Extracted data: Begin

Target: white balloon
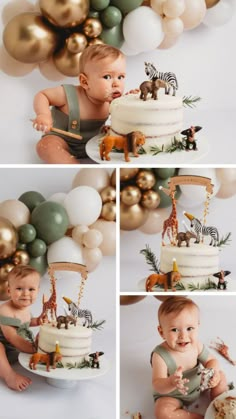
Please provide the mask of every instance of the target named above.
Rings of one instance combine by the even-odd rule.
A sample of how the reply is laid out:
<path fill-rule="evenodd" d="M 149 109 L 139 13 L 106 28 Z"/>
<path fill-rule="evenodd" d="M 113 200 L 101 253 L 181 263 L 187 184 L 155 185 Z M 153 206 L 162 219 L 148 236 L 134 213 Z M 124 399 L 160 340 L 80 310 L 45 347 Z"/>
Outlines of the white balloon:
<path fill-rule="evenodd" d="M 0 216 L 7 218 L 19 228 L 30 222 L 30 211 L 28 207 L 18 199 L 7 199 L 0 204 Z"/>
<path fill-rule="evenodd" d="M 72 230 L 72 239 L 76 241 L 76 243 L 83 244 L 83 236 L 85 233 L 89 231 L 88 226 L 76 226 Z"/>
<path fill-rule="evenodd" d="M 53 201 L 53 202 L 57 202 L 58 204 L 63 205 L 65 197 L 66 197 L 66 193 L 57 192 L 57 193 L 54 193 L 52 196 L 50 196 L 50 198 L 48 198 L 47 201 Z"/>
<path fill-rule="evenodd" d="M 90 225 L 101 213 L 102 199 L 96 189 L 90 186 L 78 186 L 67 194 L 64 207 L 70 224 Z"/>
<path fill-rule="evenodd" d="M 221 0 L 215 6 L 206 11 L 203 23 L 207 26 L 221 26 L 227 23 L 234 12 L 231 0 Z"/>
<path fill-rule="evenodd" d="M 125 16 L 123 35 L 131 50 L 143 52 L 155 49 L 164 38 L 161 17 L 150 7 L 140 6 Z"/>
<path fill-rule="evenodd" d="M 129 56 L 129 55 L 137 55 L 138 51 L 137 50 L 133 50 L 132 48 L 130 48 L 127 44 L 127 42 L 124 42 L 122 47 L 120 48 L 121 52 L 123 52 L 123 54 Z"/>
<path fill-rule="evenodd" d="M 102 243 L 103 235 L 101 231 L 91 228 L 83 235 L 83 244 L 89 249 L 95 249 Z"/>
<path fill-rule="evenodd" d="M 71 262 L 85 264 L 82 256 L 82 247 L 70 237 L 62 237 L 50 244 L 47 259 L 48 263 Z"/>
<path fill-rule="evenodd" d="M 151 0 L 151 8 L 159 15 L 162 15 L 165 1 L 166 0 Z"/>
<path fill-rule="evenodd" d="M 179 18 L 167 18 L 165 17 L 163 19 L 163 31 L 165 32 L 166 35 L 168 36 L 174 36 L 177 37 L 179 35 L 181 35 L 181 33 L 184 30 L 184 24 L 183 21 Z"/>
<path fill-rule="evenodd" d="M 92 272 L 102 260 L 102 251 L 98 247 L 95 249 L 84 248 L 83 257 L 88 272 Z"/>
<path fill-rule="evenodd" d="M 227 168 L 218 168 L 216 169 L 217 178 L 221 183 L 229 183 L 236 181 L 236 169 L 227 167 Z"/>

Extracted data: End

**What the exercise asks:** Your answer should be a precise transcript of the entries, minus the pictures.

**Output for this exercise:**
Target: white balloon
Please provide the mask of every instance of the target named above.
Rings of one instance combine by the even-odd rule.
A sample of how the reply is laid out:
<path fill-rule="evenodd" d="M 149 109 L 139 13 L 106 28 Z"/>
<path fill-rule="evenodd" d="M 113 200 L 101 253 L 181 263 L 187 184 L 155 185 Z M 153 206 L 162 219 L 148 236 L 134 213 Z M 124 399 L 160 340 L 80 310 L 45 347 Z"/>
Outlines of the white balloon:
<path fill-rule="evenodd" d="M 0 216 L 7 218 L 19 228 L 30 222 L 30 211 L 28 207 L 18 199 L 7 199 L 0 204 Z"/>
<path fill-rule="evenodd" d="M 72 230 L 72 239 L 76 241 L 76 243 L 83 244 L 83 236 L 85 233 L 89 231 L 88 226 L 76 226 Z"/>
<path fill-rule="evenodd" d="M 53 201 L 53 202 L 57 202 L 58 204 L 63 205 L 65 197 L 66 197 L 66 193 L 57 192 L 57 193 L 54 193 L 52 196 L 50 196 L 50 198 L 48 198 L 47 201 Z"/>
<path fill-rule="evenodd" d="M 90 225 L 101 213 L 102 199 L 96 189 L 90 186 L 78 186 L 67 194 L 64 207 L 70 224 Z"/>
<path fill-rule="evenodd" d="M 221 0 L 215 6 L 206 11 L 203 23 L 207 26 L 221 26 L 227 23 L 234 12 L 231 0 Z"/>
<path fill-rule="evenodd" d="M 125 16 L 123 35 L 131 50 L 143 52 L 155 49 L 164 38 L 161 17 L 150 7 L 140 6 Z"/>
<path fill-rule="evenodd" d="M 129 56 L 129 55 L 137 55 L 138 51 L 137 50 L 133 50 L 132 48 L 130 48 L 127 44 L 127 42 L 124 42 L 122 47 L 120 48 L 121 52 L 123 52 L 123 54 Z"/>
<path fill-rule="evenodd" d="M 102 243 L 103 235 L 101 231 L 91 228 L 83 235 L 83 244 L 89 249 L 95 249 Z"/>
<path fill-rule="evenodd" d="M 71 262 L 85 264 L 82 256 L 82 247 L 70 237 L 62 237 L 50 244 L 47 259 L 48 263 Z"/>
<path fill-rule="evenodd" d="M 151 0 L 151 8 L 159 15 L 162 15 L 165 1 L 166 0 Z"/>
<path fill-rule="evenodd" d="M 179 18 L 167 18 L 165 17 L 163 19 L 163 31 L 165 32 L 166 35 L 168 36 L 174 36 L 177 37 L 179 35 L 181 35 L 181 33 L 184 30 L 184 24 L 183 21 Z"/>
<path fill-rule="evenodd" d="M 92 272 L 102 260 L 102 251 L 98 247 L 95 249 L 84 248 L 83 257 L 88 272 Z"/>
<path fill-rule="evenodd" d="M 227 168 L 218 168 L 216 169 L 217 178 L 221 183 L 229 183 L 236 181 L 236 169 L 227 167 Z"/>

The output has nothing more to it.